La grisaille est l'un des types de peintures utilisés dans la fabrication de vitraux.

Description[modifier | modifier le code]

La grisaille est un matériau composé d'oxydes métalliques et d'un fondant lui permettant de s'accrocher à la surface du verre lorsqu'il est cuit. Elle est cuite entre 630 et 650 °C, dans un four de verrier. De nature opaque et d'aspect mat, cet élément permet l'ajout de détails qui ressortent en transparence. La grisaille peut être utilisée de manière totalement opaque, étalée au pinceau filet, sous forme de traits ou d'aplats mais également sous forme de dégradés permettant d'inclure du relief, des ombres.

Historique[modifier | modifier le code]

Les plus anciennes pièces de vitrail retrouvées sont souvent peintes. Les fragments d'une cive de Sainte-Vitale de Ravenne du VIème siècle montrent les restes d'un Christ Pantocrator entre l'alpha et l’oméga. Il s'agit de tessons de verres incolores avec une grisaille peinte et sont conservés au musée national de Ravenne. Les pièces les plus anciennes semblent dater de 540.

Les fragments de la "tête de Lorsch" datent de 1052 ou 1090. Le site de l'abbatiale de Lorsch près de Heidelberg en Allemagne est fouillé sous la direction de Friedrich Behn dans les années 1930 ; mettant au jour un dépotoir qui livre des vestiges vraisemblablement issus des destructions de la guerre de Trente Ans (1618-1648) ; dont plus de 150 morceaux de vitraux. Parmi ces pièces se trouvent 40 morceaux d'un vitrail figurant la tête de Lorsch, le plus ancien témoin de vitrerie figurée d'AllemagneIls. Cet ensemble est conservé au Musée de Darmstadt.

La « petite tête de Schwarzach », actuellement conservée au Badisches Landesmuseum à Karlsrhe en Allemagne, date du Xe siècle. À partir de 950 les ouvertures se développent, exigeant de plus grandes surfaces vitrées. Le foyer du vitrail médiéval de plomb se trouve d'abord en France notamment à la basilique St-Denis au IXe siècle ou encore à Auxerre et à Reims[1].

:::::

◆ **Consignes**:
**a.** Recopiez le passage du texte sur la grisaille en partant de « Historique[modifier | modifier » et en allant jusqu'à « dater de 540. », en renommant « Ravenne » en « Ravenna ».
**b.** Répondez à ces questions d'après le texte sur la grisaille :
(i) À quelle température la grisaille est-elle cuite ?
(ii) Où l'ensemble de la tête de Lorsch est-il conservé ?
(iii) De quel siècle date la « petite tête de Schwarzach » ?
**c.** Citez tous les musées nommés dans le texte sur la grisaille.
Les lignes qui viennent ensuite forment un matériau distinct du texte.

◆ **Données fournies**:
:::::

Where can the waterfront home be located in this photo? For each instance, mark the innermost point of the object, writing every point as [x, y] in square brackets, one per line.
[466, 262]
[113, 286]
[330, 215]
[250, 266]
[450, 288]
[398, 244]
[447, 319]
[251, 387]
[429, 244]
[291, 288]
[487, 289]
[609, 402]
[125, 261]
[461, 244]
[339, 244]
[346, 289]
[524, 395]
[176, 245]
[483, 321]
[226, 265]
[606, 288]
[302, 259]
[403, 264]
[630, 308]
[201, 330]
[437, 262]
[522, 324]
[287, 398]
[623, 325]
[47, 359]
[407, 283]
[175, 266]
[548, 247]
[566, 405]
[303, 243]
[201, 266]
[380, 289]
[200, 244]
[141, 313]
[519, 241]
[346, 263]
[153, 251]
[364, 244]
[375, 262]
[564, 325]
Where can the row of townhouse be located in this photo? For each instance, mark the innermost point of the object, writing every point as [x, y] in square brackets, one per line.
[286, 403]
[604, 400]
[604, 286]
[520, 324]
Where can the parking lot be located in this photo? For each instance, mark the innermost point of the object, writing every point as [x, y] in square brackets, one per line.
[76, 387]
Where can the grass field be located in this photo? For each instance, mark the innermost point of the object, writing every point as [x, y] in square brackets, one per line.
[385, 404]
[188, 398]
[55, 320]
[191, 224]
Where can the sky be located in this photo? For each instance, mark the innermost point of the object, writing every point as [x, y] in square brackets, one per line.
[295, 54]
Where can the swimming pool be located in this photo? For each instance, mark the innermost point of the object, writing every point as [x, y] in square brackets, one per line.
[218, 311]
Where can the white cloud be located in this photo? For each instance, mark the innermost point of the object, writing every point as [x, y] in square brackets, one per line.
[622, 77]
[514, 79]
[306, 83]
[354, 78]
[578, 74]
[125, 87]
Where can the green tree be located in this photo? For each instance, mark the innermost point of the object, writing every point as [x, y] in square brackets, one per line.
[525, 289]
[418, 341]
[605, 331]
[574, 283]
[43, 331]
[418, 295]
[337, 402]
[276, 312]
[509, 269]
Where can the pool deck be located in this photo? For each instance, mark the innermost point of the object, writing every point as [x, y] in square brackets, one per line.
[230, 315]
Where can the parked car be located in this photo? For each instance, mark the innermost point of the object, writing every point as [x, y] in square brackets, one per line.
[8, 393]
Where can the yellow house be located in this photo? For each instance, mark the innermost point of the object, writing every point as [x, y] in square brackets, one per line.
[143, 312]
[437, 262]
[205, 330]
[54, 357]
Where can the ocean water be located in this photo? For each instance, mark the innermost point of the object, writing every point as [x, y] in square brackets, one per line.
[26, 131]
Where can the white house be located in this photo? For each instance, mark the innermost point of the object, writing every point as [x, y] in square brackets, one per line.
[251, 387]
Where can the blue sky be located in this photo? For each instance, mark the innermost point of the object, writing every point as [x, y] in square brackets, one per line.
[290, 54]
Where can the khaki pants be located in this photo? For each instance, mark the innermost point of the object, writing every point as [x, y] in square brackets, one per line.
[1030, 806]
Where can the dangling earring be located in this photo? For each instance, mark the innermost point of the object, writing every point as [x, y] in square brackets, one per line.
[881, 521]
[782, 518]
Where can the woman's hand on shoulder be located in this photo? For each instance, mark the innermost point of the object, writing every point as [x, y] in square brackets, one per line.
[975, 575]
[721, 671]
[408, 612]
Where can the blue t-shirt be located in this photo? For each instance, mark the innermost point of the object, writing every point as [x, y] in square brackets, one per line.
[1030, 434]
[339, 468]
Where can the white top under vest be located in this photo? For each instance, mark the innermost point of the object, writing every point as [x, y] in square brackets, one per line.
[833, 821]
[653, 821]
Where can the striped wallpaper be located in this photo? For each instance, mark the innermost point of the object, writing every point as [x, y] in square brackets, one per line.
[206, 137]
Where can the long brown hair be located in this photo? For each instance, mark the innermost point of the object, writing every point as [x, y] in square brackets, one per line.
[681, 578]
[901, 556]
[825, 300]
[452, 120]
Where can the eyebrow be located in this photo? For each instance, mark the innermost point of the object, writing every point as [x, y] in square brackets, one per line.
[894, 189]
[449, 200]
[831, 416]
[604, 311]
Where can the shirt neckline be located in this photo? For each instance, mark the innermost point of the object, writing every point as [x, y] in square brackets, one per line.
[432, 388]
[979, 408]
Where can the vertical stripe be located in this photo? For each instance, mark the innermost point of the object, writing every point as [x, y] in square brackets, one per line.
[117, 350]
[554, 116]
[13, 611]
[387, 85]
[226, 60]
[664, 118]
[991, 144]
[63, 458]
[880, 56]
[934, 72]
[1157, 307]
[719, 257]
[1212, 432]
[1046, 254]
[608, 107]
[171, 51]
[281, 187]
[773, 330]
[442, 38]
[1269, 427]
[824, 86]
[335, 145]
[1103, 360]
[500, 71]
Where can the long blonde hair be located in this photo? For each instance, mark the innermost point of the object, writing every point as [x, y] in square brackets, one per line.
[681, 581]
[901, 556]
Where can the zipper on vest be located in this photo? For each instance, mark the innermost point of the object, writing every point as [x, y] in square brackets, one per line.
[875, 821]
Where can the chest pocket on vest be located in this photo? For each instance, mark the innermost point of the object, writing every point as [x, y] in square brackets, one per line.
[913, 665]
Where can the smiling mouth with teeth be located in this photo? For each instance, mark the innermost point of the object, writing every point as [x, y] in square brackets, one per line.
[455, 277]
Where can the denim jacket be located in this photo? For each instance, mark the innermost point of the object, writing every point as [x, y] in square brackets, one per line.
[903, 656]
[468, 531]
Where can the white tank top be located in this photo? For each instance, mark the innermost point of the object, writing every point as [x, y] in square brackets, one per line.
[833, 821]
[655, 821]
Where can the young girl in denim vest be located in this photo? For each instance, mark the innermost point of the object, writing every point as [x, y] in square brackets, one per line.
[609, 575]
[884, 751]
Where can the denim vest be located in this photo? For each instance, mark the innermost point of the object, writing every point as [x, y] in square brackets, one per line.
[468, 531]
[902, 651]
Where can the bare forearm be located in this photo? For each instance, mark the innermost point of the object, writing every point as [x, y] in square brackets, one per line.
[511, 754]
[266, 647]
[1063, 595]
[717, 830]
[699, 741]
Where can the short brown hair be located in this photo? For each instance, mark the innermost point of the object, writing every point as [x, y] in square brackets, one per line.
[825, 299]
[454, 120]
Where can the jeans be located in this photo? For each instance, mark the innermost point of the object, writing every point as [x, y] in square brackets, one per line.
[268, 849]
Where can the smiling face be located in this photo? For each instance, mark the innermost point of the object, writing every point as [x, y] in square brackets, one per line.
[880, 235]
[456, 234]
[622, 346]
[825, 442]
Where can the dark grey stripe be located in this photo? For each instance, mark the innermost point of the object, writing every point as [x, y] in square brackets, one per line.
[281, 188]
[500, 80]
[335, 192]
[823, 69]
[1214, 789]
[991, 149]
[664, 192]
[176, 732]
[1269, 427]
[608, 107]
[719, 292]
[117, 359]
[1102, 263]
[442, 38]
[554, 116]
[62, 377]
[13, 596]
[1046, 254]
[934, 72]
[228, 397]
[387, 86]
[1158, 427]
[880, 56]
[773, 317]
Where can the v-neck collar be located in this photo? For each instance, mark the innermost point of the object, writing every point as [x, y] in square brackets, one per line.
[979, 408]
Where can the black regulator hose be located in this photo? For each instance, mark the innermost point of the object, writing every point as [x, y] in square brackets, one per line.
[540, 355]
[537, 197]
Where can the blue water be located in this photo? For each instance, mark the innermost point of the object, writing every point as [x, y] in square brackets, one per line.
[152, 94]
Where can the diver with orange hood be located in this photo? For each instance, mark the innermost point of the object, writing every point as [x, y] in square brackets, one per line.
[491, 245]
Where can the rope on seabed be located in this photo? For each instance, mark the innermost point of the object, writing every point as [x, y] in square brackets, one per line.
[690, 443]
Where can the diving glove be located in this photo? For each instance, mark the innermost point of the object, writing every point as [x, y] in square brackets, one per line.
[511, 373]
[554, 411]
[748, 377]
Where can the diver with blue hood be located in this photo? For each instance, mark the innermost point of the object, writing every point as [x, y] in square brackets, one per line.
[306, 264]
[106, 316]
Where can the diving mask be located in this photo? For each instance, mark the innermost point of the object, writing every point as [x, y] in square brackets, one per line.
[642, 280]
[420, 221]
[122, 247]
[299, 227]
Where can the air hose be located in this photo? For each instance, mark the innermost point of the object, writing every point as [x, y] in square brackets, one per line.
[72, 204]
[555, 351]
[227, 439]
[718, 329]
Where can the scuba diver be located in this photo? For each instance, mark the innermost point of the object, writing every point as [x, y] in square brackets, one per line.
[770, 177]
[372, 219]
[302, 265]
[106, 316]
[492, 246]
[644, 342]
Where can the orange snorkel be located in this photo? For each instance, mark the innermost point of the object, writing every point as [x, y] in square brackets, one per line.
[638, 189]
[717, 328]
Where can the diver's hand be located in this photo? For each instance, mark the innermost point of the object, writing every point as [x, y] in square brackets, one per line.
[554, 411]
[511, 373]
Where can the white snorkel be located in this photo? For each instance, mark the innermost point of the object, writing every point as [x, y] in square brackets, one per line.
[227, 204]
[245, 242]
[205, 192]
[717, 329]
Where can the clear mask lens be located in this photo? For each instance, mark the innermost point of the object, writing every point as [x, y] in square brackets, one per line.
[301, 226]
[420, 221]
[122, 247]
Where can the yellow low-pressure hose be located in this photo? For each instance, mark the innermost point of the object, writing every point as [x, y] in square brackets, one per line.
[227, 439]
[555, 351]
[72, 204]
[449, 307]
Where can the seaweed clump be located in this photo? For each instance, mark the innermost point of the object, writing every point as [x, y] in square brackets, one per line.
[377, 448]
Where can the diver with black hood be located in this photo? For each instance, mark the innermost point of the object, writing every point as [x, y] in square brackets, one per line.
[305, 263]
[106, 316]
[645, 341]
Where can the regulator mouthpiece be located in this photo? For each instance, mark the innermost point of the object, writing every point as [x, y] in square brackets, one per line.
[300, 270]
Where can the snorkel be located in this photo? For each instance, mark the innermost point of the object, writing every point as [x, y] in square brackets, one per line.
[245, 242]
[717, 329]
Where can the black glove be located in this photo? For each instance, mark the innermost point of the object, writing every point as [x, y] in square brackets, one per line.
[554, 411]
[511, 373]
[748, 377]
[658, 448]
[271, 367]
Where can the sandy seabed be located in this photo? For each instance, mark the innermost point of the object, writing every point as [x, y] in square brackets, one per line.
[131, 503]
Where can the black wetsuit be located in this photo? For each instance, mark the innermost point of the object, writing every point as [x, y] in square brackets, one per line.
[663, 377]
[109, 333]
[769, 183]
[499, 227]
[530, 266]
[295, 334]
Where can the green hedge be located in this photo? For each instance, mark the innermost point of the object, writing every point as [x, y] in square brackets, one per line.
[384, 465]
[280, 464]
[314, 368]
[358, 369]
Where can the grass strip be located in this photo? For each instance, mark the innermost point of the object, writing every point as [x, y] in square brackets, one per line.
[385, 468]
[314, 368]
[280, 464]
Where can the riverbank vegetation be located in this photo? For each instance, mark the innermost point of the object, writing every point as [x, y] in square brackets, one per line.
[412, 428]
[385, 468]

:::::

◆ **Réponses rédigées**:
**a.**
Historique[modifier | modifier le code]

Les plus anciennes pièces de vitrail retrouvées sont souvent peintes. Les fragments d'une cive de Sainte-Vitale de Ravenna du VIème siècle montrent les restes d'un Christ Pantocrator entre l'alpha et l’oméga. Il s'agit de tessons de verres incolores avec une grisaille peinte et sont conservés au musée national de Ravenna. Les pièces les plus anciennes semblent dater de 540.

**b.**
(i) Entre 630 et 650 °C.
(ii) Au Musée de Darmstadt.
(iii) Du Xe siècle.

**c.** Le musée national de Ravenne, le Musée de Darmstadt et le Badisches Landesmuseum.